INPUT RECORDS>

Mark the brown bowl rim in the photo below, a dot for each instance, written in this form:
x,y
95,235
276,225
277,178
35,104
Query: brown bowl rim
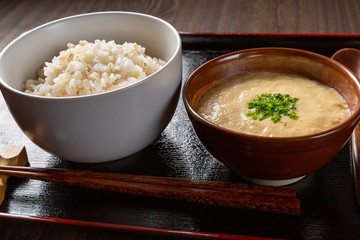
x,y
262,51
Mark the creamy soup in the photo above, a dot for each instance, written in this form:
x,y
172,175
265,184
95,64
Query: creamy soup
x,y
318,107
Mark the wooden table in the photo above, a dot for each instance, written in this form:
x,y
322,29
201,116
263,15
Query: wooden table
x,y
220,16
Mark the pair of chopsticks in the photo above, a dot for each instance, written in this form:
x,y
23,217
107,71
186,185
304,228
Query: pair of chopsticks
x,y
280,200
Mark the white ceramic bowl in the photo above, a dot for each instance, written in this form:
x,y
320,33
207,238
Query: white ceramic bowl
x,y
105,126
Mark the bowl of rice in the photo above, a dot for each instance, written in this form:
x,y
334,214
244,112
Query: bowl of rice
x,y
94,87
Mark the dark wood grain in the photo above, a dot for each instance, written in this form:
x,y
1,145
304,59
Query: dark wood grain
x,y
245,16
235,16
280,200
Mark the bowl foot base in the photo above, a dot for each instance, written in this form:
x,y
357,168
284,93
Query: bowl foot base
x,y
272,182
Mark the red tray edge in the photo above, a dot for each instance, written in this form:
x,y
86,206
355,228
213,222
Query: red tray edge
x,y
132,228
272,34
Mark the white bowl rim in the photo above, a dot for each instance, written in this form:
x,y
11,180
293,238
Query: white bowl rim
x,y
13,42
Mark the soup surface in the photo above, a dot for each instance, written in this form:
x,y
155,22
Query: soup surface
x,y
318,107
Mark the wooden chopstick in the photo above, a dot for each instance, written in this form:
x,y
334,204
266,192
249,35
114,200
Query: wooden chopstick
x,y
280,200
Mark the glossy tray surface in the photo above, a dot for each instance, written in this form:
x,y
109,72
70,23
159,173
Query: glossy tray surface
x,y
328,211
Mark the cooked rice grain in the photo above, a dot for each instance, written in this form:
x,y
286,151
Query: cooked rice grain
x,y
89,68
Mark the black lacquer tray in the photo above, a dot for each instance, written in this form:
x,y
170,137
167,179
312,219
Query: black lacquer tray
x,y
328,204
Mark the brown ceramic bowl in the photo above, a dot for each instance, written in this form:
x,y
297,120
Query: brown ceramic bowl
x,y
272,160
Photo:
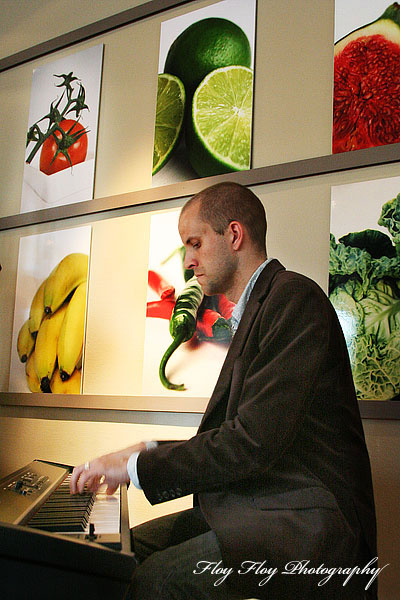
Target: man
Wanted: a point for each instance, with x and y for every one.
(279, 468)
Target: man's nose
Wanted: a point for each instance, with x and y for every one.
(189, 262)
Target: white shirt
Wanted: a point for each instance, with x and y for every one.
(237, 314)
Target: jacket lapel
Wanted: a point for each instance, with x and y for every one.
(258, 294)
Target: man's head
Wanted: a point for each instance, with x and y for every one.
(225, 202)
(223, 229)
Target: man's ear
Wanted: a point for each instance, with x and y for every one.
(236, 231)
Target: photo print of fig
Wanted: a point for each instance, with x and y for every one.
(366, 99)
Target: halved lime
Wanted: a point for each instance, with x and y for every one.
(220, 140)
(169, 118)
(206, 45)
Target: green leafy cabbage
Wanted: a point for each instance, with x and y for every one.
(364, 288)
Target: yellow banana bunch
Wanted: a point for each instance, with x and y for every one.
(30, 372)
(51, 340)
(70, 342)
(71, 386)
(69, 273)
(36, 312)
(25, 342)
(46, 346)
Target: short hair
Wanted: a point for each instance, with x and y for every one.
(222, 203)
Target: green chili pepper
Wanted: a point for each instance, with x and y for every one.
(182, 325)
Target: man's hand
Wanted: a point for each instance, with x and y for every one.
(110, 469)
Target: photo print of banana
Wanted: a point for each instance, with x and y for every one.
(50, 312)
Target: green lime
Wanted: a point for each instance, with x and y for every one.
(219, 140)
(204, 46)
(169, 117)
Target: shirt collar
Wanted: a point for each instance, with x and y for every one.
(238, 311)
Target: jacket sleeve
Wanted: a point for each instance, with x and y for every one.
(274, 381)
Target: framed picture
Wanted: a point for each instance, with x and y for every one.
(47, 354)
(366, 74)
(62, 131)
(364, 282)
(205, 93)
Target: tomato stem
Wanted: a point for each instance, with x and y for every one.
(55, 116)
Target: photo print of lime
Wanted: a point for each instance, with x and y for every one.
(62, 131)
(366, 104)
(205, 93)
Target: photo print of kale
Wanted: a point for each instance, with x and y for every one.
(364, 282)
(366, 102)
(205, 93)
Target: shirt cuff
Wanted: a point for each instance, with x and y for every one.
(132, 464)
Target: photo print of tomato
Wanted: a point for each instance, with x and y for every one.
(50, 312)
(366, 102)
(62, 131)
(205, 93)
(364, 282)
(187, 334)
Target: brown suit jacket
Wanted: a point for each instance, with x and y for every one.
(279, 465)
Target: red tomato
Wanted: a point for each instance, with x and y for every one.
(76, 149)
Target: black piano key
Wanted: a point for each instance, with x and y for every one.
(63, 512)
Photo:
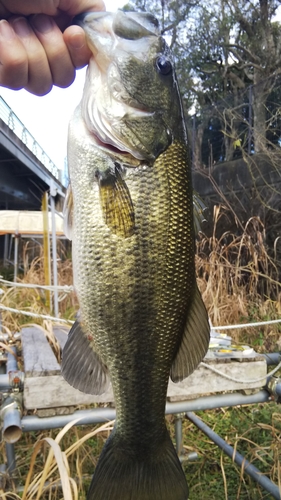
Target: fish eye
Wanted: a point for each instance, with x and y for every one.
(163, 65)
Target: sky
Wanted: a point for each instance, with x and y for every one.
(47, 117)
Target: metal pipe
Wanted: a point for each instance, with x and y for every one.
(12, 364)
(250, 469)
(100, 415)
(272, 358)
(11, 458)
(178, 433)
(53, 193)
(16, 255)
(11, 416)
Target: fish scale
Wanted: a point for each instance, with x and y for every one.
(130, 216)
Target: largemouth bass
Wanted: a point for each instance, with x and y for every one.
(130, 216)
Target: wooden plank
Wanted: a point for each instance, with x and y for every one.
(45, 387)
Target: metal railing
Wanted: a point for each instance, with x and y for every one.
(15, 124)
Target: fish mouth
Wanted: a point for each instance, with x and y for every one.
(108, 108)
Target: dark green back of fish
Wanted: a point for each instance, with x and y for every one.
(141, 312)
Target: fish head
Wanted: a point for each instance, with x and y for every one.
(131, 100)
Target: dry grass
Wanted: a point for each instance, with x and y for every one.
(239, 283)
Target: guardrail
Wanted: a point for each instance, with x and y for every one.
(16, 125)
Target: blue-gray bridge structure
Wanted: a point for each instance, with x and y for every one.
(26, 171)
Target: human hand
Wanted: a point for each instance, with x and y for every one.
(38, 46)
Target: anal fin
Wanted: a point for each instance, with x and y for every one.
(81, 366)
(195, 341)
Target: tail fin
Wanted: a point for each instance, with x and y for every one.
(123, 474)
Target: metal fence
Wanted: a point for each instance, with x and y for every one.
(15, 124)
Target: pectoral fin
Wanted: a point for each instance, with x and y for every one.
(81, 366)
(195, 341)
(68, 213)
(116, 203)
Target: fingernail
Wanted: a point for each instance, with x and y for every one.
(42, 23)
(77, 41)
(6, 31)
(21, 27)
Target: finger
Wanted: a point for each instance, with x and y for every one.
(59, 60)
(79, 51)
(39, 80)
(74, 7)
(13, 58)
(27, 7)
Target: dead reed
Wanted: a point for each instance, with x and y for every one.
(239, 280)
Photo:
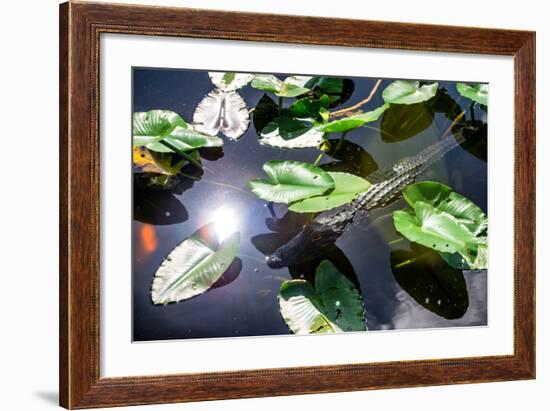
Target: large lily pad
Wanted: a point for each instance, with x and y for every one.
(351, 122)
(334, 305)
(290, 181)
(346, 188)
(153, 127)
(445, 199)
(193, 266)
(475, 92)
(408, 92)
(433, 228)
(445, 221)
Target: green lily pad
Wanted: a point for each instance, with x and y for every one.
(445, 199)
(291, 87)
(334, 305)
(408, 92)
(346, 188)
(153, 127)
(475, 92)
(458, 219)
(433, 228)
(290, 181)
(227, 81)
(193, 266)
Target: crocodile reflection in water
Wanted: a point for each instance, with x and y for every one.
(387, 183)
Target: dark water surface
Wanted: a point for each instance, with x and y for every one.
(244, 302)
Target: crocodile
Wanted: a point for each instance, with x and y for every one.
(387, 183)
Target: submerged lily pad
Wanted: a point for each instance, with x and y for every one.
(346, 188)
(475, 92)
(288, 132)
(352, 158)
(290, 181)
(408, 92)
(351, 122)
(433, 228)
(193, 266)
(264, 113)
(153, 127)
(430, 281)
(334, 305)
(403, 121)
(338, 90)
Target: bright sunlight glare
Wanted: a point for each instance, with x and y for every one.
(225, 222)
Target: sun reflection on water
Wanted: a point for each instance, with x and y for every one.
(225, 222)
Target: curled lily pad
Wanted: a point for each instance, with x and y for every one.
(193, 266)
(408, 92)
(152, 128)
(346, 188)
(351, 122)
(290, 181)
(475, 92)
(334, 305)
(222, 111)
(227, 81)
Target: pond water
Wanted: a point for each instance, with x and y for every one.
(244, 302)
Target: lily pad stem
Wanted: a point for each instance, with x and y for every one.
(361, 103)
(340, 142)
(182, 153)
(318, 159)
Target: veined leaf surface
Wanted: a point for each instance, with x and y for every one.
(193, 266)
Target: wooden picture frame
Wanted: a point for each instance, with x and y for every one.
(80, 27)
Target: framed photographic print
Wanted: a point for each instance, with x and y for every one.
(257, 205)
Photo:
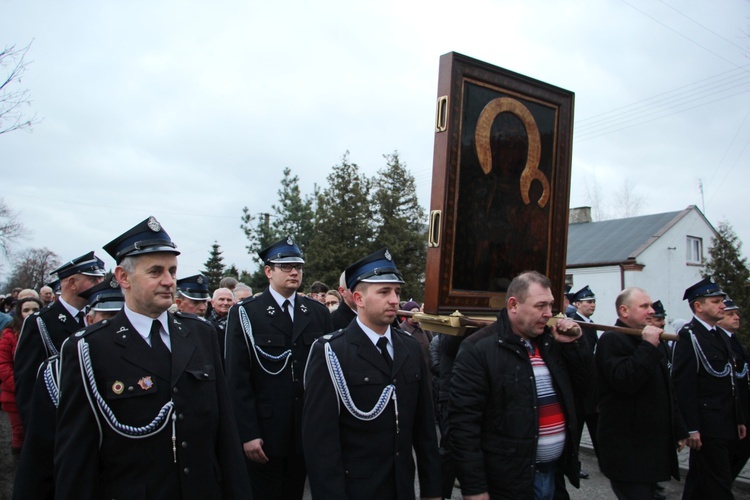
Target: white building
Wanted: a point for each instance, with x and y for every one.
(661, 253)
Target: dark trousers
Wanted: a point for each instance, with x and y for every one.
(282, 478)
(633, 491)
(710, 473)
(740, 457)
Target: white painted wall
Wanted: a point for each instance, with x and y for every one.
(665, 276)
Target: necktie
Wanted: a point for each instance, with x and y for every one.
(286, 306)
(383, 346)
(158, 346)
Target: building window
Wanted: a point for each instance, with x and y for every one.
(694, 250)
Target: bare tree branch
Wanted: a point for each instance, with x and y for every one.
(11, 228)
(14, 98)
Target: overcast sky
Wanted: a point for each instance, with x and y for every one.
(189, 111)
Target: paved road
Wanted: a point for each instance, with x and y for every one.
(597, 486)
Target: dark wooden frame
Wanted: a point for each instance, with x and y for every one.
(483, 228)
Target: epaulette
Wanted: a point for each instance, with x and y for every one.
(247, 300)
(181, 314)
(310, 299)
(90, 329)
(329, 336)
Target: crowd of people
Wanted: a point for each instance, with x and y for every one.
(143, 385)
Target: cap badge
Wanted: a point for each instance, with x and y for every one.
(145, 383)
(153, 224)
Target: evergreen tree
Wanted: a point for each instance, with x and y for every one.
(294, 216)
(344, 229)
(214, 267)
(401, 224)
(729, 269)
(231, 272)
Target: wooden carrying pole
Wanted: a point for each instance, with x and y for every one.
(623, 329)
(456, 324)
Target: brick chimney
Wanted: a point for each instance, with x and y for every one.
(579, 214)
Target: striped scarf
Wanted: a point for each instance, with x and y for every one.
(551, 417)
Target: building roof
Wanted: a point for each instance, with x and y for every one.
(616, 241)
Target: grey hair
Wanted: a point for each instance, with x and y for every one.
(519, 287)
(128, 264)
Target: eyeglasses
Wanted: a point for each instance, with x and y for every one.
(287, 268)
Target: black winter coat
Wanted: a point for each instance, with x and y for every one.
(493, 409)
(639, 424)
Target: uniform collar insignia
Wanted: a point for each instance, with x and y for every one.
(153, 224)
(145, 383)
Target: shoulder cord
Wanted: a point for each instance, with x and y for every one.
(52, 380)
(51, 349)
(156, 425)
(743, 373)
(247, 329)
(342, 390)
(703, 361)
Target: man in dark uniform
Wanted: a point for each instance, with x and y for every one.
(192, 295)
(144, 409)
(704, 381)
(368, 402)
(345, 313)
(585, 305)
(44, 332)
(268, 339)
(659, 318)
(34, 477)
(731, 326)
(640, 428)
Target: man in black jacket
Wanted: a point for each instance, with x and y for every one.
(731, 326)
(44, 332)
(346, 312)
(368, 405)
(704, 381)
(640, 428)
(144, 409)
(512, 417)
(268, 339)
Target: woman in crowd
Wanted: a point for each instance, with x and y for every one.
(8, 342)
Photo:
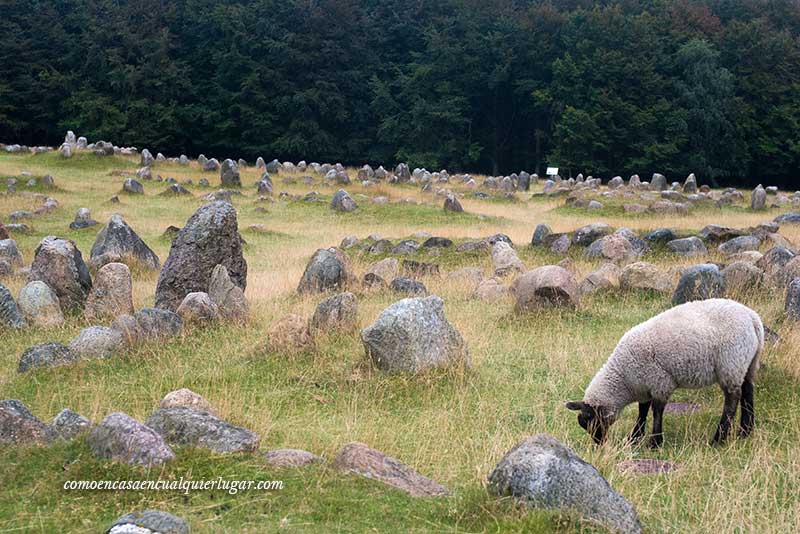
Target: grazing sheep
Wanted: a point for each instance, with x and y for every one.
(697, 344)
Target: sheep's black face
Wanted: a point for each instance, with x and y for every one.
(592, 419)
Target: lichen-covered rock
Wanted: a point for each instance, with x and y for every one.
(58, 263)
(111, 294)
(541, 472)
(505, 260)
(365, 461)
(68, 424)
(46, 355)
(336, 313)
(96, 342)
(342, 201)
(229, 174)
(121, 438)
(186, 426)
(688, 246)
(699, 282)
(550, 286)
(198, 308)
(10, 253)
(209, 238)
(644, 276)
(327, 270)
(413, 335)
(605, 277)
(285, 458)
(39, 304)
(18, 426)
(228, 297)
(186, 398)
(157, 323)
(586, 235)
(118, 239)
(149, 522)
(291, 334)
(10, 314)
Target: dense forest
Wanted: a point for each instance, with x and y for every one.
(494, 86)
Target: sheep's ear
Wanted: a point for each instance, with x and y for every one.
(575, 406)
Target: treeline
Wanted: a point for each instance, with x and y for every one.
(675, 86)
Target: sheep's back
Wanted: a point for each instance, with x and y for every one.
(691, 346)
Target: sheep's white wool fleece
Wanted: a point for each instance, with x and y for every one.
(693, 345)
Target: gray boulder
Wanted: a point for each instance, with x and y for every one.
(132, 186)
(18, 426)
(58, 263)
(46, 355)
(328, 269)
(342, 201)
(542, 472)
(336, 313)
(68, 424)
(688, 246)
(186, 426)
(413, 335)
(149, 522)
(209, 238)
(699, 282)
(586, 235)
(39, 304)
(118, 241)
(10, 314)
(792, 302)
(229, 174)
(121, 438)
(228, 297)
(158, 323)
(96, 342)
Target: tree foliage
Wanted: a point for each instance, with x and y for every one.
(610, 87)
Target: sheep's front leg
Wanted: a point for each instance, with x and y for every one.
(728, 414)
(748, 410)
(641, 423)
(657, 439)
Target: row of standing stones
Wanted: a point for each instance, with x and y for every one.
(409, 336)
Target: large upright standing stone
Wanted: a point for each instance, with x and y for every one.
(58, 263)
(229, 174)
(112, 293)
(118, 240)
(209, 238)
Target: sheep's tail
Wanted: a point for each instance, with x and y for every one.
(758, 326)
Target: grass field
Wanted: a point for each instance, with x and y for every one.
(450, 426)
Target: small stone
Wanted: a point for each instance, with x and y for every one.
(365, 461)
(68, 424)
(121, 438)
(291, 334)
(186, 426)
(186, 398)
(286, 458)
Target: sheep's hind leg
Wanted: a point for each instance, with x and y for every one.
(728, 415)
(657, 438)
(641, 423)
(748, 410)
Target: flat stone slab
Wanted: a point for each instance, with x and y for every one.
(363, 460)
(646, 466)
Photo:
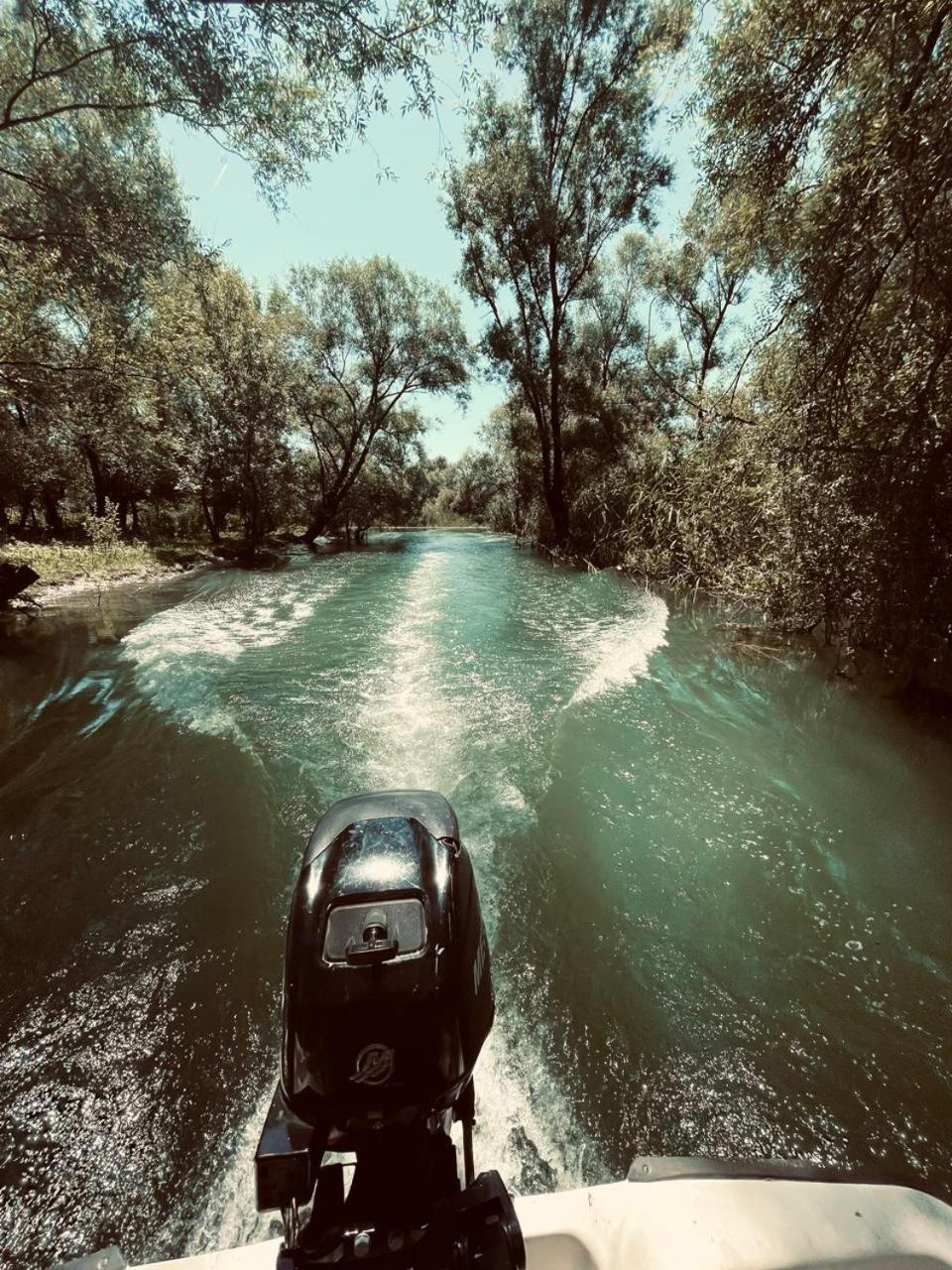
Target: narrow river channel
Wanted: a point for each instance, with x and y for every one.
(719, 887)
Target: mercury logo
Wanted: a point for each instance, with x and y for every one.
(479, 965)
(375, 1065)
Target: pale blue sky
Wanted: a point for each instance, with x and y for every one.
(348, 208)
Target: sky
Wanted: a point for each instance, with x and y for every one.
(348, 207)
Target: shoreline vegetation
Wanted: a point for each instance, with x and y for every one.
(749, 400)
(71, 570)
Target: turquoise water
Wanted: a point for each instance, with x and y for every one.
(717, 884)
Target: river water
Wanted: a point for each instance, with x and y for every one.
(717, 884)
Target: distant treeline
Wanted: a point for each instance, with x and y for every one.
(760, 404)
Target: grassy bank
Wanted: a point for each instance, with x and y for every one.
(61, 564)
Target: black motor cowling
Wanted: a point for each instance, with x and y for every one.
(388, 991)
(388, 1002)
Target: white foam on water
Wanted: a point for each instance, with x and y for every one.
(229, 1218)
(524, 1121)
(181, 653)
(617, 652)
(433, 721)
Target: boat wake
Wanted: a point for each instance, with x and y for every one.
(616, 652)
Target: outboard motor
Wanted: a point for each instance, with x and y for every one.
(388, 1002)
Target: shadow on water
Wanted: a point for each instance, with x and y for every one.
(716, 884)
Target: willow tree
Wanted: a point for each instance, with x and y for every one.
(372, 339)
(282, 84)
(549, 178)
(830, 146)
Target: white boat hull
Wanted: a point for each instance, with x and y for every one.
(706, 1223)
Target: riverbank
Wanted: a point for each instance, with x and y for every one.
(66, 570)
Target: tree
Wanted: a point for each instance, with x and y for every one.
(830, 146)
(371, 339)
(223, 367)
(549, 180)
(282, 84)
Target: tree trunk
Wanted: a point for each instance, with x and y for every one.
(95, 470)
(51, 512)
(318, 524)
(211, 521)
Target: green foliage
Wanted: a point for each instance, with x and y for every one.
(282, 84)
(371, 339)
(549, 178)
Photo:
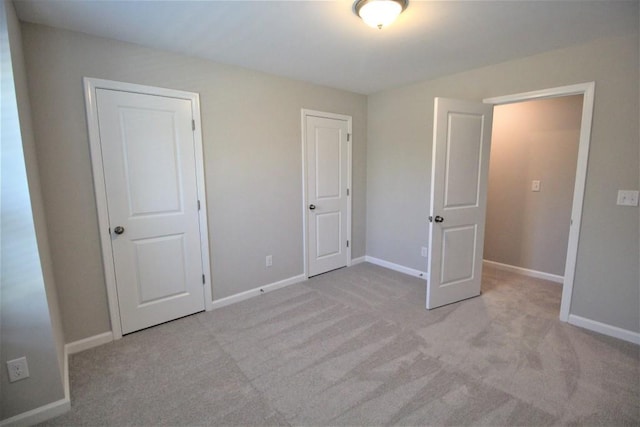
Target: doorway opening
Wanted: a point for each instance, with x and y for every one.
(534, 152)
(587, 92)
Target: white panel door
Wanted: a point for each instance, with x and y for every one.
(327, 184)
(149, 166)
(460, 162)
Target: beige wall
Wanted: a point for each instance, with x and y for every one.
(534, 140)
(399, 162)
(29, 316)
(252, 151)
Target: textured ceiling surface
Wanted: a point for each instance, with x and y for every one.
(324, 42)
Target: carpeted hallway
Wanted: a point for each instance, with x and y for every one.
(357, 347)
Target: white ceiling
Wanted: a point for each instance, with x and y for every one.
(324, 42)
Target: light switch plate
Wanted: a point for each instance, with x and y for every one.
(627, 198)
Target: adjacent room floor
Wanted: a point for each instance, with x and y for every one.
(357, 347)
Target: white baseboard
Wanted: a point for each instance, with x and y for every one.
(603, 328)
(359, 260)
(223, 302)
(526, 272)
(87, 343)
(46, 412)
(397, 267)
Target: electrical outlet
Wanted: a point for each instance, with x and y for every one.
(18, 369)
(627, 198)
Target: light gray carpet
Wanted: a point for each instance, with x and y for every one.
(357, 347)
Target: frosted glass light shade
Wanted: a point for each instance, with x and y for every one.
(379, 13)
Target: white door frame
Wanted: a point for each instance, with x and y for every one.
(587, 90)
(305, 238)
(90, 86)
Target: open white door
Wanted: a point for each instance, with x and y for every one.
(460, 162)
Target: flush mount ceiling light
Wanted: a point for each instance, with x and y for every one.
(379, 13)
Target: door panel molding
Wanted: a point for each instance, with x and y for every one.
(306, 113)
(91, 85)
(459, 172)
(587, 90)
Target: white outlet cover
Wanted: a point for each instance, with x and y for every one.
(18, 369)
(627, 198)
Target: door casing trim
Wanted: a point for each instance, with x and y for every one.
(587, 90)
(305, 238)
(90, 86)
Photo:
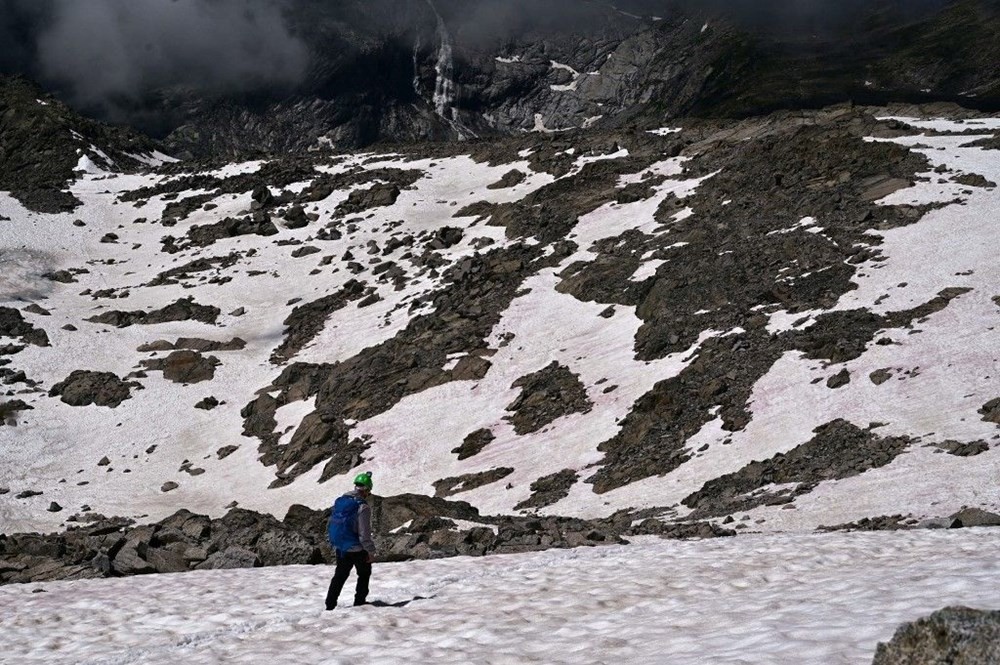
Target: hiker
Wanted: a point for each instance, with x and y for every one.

REQUIRED WORK>
Count of lines that include "wall" in the records above: write that value only.

RESULT OF THIS EXERCISE>
2